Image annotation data
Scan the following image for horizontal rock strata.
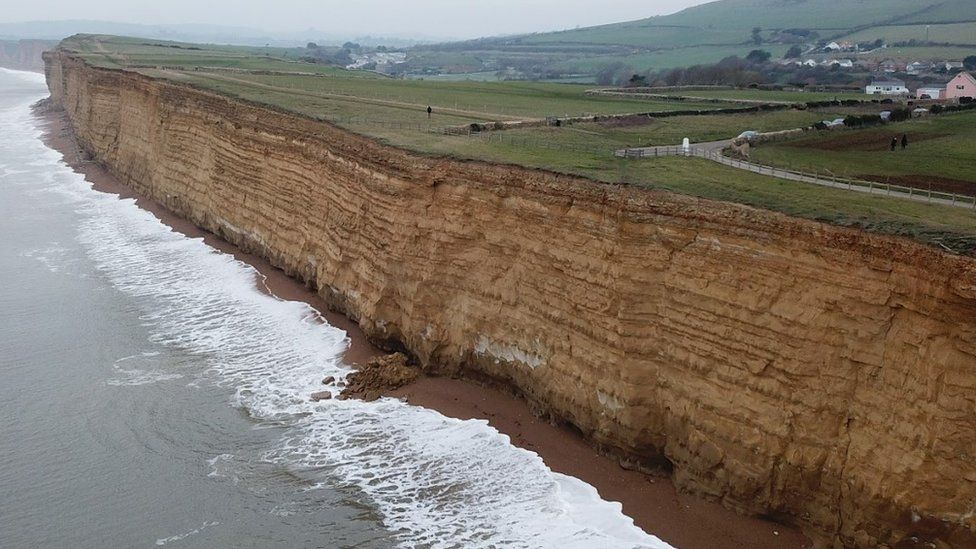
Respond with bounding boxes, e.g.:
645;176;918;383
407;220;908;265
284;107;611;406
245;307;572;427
47;51;976;547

• **Stated goal**
Write out all of the records above word for word, but leave the pictures out.

• **Answer for this exercise**
Scan the following image for horizontal rock strata.
Respond with bounding boxes, e.g.:
645;176;918;383
407;220;908;265
284;107;611;406
245;307;572;427
47;51;976;547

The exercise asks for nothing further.